*** TEXT SEGMENT ***

In recounts since 2000, the average change in the number of votes has been a few hundred, according to research from the nonpartisan group FairVote.

Georgia is expected to certify its election results on Friday, and other key states, including Michigan, Pennsylvania and Nevada, are slated to certify next week, meaning if there’s no successful legal challenge to the certification, the states will confirm that Biden won the election.

Spreading conspiracy theories in Michigan

That doesn’t mean there won’t be fireworks along the way. In Wayne County on Tuesday, the election certification process sparked an uproar after the Board of Canvassers initially deadlocked 2-2, with the two Republicans voting against certification, based on dubious claims of voting irregularities in Detroit.

A few hours later, the board voted unanimously to certify the results, while Trump cheered on the effort.

William Hartmann, one of the two Republicans on the county Board of Canvassers, has recently shared conspiracy theories about the election and Covid-19 on Facebook, CNN has found. He also shared racist posts about President Barack Obama during his presidency.

On November 7, the day major news outlets projected Biden as President-elect, Hartmann posted on Facebook, “I’m reading the news on how great things are now that Biden and Harris are in as declared by the MSM. What will happen if it doesn’t happen once the official results are tallied? I wouldn’t sell the farm yet.”

Later that day, he wrote, “I’m not really one to promote conspiracy theories” but told his Facebook friends to look up “hammer and scorecard” a conspiracy theory that has been widely debunked but did go viral after the election.

The Michigan Board of State Canvassers says it will meet next week to certify the elections, and state officials and outside experts believe the board will certify the results without incident. But this mundane procedural step has taken on new relevance in the wake of Tuesday’s drama in Wayne County.

The four-member state canvassing board is comprised of two Democrats and two Republicans. And one of the Republican members, Norm Shinkle, is married to someone who filed an affidavit supporting the Trump campaign’s lawsuit that is trying to block the certification of the vote.

Shinkle’s wife, Mary Shinkle, accused election officials in Wayne County of preventing her from observing the ballot count and of being “extremely rude and aggressive” toward Republican poll challengers. The case is still pending in federal court, but a state judge overseeing a similar lawsuit from the Trump campaign said other people’s claims of massive fraud in Wayne County were “not credible.”

*** RECORDS SUPPLIED ***

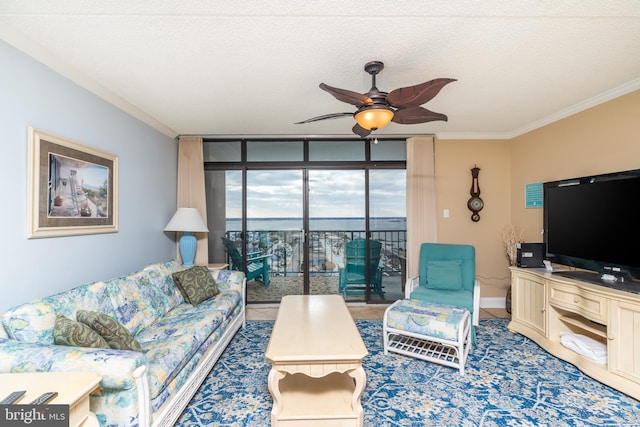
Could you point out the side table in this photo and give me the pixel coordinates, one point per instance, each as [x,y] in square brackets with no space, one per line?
[73,389]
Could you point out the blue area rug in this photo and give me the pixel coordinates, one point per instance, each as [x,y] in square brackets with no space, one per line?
[509,381]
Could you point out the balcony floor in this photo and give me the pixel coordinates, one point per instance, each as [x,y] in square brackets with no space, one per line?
[318,285]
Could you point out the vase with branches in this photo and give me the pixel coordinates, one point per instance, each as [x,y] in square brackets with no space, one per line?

***

▸ EXERCISES TO COMPLETE
a – Answer these questions about the election certification text:
(i) According to FairVote research, what has the average change in the number of votes been in recounts since 2000?
(ii) What was the initial vote of the Wayne County Board of Canvassers on certification?
(iii) How many Democrats and how many Republicans sit on the Michigan state canvassing board?
b – Carry on the text about Michigan's election certification, starting after its final sentence.
The rows were drawn from a different source than the text.

▸ ANSWERS BY ITEM
a –
(i) A few hundred votes.
(ii) It deadlocked 2-2, with the two Republicans voting against certification.
(iii) Two Democrats and two Republicans.

b –
In a recent interview with Bridge Michigan, Norm Shinkle said his wife “saw a lot of strange things going on” while she was observing the vote-counting in Detroit’s TCF Center, but “when it comes to my job on the Board of State Canvassers, I wait until I hear both sides before I make a decision.”

Biden is ahead by more than 140,000 votes in the state.

Threats in Arizona

In Arizona, where Biden leads by more than 10,000 votes, the two Republican members of the Pima County board of supervisors, Ally Miller and Steve Christie, voted not to certify the county’s results on Tuesday. Christie cited “statewide and national irregularities” and made claims of voter fraud, while Miller cited concerns about the use of Sharpie-like markers on ballots, despite the debunking of false claims that Sharpie pens were invalidating ballots.

Democratic Arizona Secretary of State Katie Hobbs issued a statement Wednesday about post-election death threats that were sent to her family and her staff. “I was prepared for these threats of violence and vitriol,” Hobbs said in a statement, adding that the “intimidation tactics will not prevent me from performing the duties I swore an oath to do.”

Republican Gov. Doug Ducey called the threats against Hobbs “completely unacceptable,” saying he denounced “any threats of violence.” Ducey, however, repeatedly declined to address the unsubstantiated claims of election fraud made by the Trump campaign.

“Whatever rights or remedies are available to the campaigns that they want to pursue, it’s their right to do that,” he said. Asked whether he knows of any widespread evidence of fraud or irregularities in Arizona’s electoral results, Ducey said, “I’ve not seen that. I’ve heard about it — I’ve not seen it.”